» Set exercise
What follows is a set of records; repeat all of them exactly.

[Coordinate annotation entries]
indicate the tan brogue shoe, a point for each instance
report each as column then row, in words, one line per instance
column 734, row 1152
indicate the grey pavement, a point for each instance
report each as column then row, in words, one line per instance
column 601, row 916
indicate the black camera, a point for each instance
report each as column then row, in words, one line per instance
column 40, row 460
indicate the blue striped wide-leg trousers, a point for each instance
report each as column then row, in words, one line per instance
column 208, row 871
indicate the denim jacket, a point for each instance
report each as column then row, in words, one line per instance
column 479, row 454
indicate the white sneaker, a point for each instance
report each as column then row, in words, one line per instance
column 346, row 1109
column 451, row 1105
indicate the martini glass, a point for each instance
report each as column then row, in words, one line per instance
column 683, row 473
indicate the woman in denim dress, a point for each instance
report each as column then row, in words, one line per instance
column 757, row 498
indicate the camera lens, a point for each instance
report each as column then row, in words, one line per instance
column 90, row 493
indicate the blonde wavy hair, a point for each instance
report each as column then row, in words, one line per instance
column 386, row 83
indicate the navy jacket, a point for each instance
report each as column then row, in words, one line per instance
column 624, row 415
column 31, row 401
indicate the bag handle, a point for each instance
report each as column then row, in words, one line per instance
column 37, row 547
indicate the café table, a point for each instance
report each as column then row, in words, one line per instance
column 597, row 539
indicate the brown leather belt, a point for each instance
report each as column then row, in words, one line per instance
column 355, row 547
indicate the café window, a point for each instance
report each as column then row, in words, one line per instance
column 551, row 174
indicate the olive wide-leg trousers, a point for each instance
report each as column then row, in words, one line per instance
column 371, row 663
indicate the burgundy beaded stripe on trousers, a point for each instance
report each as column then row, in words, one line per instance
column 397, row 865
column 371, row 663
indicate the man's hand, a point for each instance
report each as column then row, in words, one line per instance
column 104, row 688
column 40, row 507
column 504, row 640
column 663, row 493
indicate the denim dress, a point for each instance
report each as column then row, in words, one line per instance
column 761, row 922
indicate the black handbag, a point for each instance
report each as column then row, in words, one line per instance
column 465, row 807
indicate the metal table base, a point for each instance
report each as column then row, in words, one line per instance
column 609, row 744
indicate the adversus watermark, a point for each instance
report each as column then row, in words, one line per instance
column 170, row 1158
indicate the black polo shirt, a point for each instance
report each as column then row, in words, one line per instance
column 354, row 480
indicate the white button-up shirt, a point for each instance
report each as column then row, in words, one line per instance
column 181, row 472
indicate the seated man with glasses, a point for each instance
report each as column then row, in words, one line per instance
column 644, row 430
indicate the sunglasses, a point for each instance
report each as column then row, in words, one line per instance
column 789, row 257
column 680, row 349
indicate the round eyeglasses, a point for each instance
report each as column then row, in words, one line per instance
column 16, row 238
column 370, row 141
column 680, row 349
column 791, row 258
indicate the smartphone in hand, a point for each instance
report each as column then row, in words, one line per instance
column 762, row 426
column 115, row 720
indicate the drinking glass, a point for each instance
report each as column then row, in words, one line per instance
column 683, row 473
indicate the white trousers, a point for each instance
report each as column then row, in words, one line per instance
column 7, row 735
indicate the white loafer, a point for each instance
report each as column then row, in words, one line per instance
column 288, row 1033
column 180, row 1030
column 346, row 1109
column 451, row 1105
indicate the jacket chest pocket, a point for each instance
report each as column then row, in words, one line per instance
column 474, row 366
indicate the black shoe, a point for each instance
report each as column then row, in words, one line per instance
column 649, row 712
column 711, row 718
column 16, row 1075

» The solution
indicate the tan brogue shoe, a point for each instance
report each as column then row, in words, one line per instance
column 734, row 1152
indicate the grey pavement, a point for each instance
report each as column then row, in words, one line per instance
column 601, row 916
indicate the black camera, a point for each instance
report each as column then row, in words, one line per instance
column 40, row 460
indicate the blue striped wide-leg trousers, a point for each instance
report each as column then row, in words, one line per instance
column 208, row 871
indicate the denim jacket, a point for each instance
report each as column then row, in words, one line per instance
column 479, row 454
indicate the white sneaker, a point for each instance
report each as column then row, in words, one line per instance
column 346, row 1109
column 451, row 1105
indicate the martini glass, a point for each instance
report each as column then row, in words, one line per instance
column 683, row 473
indicate the woman in denim dress, a point for each instance
report each as column then row, in words, one line per instance
column 757, row 498
indicate the camera lens, a point for each instance
report each as column then row, in words, one line per instance
column 90, row 493
indicate the blonde wavy hair, a point for each instance
report each as column then row, in words, one line per instance
column 386, row 83
indicate the navy jacket, a point for each instance
report each as column then row, in words, one line per instance
column 624, row 415
column 31, row 401
indicate the bag handle, a point for each instance
report each as column then row, in words, one line per instance
column 37, row 547
indicate the café table, a point for each instance
report each as column then row, in words, one line per instance
column 597, row 539
indicate the brown leather belt, a point for each instance
report each as column then row, in words, one line per instance
column 355, row 547
indicate the café window, a point for each instance
report each as column then row, in words, one line per instance
column 551, row 174
indicate the olive wide-leg trousers, a point for each instance
report each as column then row, in words, one line per instance
column 371, row 663
indicate the burgundy beaded stripe on trousers, a point for each instance
report each as column then row, in words, one line per instance
column 397, row 865
column 371, row 663
indicate the man's hand, a point for each instance
report each as column then row, in words, one line per instance
column 104, row 688
column 40, row 507
column 504, row 640
column 663, row 493
indicate the denim dress, a point for each instance
report each as column then row, in words, one line per instance
column 761, row 922
indicate the black handbag, a point for each instance
report each as column then row, in words, one line per instance
column 465, row 807
indicate the metal table base, a point for each instance
report each as column then row, in words, one line per instance
column 609, row 744
indicate the adversus watermark, a point for each instance
report each as column then row, in words, one line per instance
column 170, row 1158
indicate the black polo shirt, a point for each instance
report each as column then row, in words, one line per instance
column 354, row 480
indicate the white button-up shirt, a point for each instance
report each as column then row, in words, one line per instance
column 181, row 472
indicate the seated man with glasses, a point for each instance
report each as column then row, in words, one line per instance
column 644, row 430
indicate the sunglasses, a point for each instance
report each as column then row, in words, one line per instance
column 789, row 257
column 680, row 349
indicate the round eyeglasses, a point for each instance
report each as column then row, in words, one line per instance
column 16, row 238
column 370, row 141
column 680, row 349
column 791, row 258
indicate the smartphone in hand, a point for each instance
report each as column then row, in words, one line per instance
column 762, row 426
column 115, row 720
indicate the drinking glass, a point for each instance
report each as column then row, in words, one line per instance
column 683, row 473
indicate the white trousers, a point for each instance
report each as column then row, in words, one line per instance
column 7, row 735
indicate the white loafer, a point for each instance
report each as column then row, in words, one line per instance
column 288, row 1033
column 180, row 1030
column 346, row 1109
column 451, row 1105
indicate the jacket chest pocket, a point for each instance
report each as column then row, in words, one line per instance
column 474, row 366
indicate the black shoe, a point for each instance
report each as column then row, in words, one line per instance
column 649, row 712
column 711, row 718
column 16, row 1075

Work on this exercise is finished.